--- Problem 1 ---
Copy word for word the part of the Mel Parker profile starting at "Mel Parker, vice president and general manager of" and ending at "their military experience.".
--- Problem 2 ---
According to the Mel Parker profile, why do veterans moving into the corporate workforce face unique challenges? Answer in one to three sentences.

--- Excerpt to read ---
↓↓↓
Lessons From the Battlefield

A Gulf War veteran leads Dell’s front lines with teamwork and diversity

Mel Parker, Vice President and General Manager, North America Consumer and Small Office organization, Dell
Mel Parker, Vice President and General Manager, North America Consumer and Small Office organization, Dell

Mel Parker, vice president and general manager of the North America Consumer and Small Office Organization for Dell, knows firsthand that veterans moving into the corporate workforce face unique challenges, particularly in learning and adapting to a corporate culture that might not be as clear and definitive in workplace expectations as a military environment. But veterans also offer strategic benefits from their military experience.

“Everything from establishing mutual trust, building credibility, and learning how to take care of your team counts exactly the same and is as critical and important to corporate success as it was to success in the military,” says Parker, a decorated combat veteran who participated in Operations Desert Storm and Desert Shield during the Gulf War and who served with distinction in the 82nd Airborne Division at Fort Bragg, North Carolina.

A graduate of the U.S. Military Academy at West Point, who majored in computer science with a minor in electrical engineering, Parker held a variety of corporate leadership positions, including vice president of North America Sales and Marketing with Newell Rubbermaid and director of sales at Bristol-Myers Squibb, prior to joining Dell in 2009.
↑↑↑
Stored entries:
↓↓↓
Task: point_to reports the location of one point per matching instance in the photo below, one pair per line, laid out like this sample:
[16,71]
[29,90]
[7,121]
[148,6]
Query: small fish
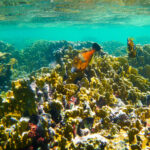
[131,48]
[81,61]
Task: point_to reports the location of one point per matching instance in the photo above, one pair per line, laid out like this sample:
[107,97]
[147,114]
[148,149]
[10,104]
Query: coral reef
[104,107]
[142,60]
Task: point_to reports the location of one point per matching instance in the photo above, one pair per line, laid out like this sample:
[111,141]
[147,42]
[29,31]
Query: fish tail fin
[96,47]
[73,69]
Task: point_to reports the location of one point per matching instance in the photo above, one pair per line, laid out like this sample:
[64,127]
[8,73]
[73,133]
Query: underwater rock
[102,107]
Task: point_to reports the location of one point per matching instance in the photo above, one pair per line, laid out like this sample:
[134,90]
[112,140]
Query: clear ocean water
[23,22]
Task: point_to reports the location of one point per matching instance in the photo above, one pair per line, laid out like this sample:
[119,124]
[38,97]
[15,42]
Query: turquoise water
[84,20]
[22,36]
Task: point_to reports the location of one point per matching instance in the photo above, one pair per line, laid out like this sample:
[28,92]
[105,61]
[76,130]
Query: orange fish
[81,61]
[131,48]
↑↑↑
--- Problem solution 1 ---
Mel Parker, vice president and general manager of the North America Consumer and Small Office Organization for Dell, knows firsthand that veterans moving into the corporate workforce face unique challenges, particularly in learning and adapting to a corporate culture that might not be as clear and definitive in workplace expectations as a military environment. But veterans also offer strategic benefits from their military experience.

--- Problem solution 2 ---
They must learn and adapt to a corporate culture that might not be as clear and definitive in its workplace expectations as a military environment.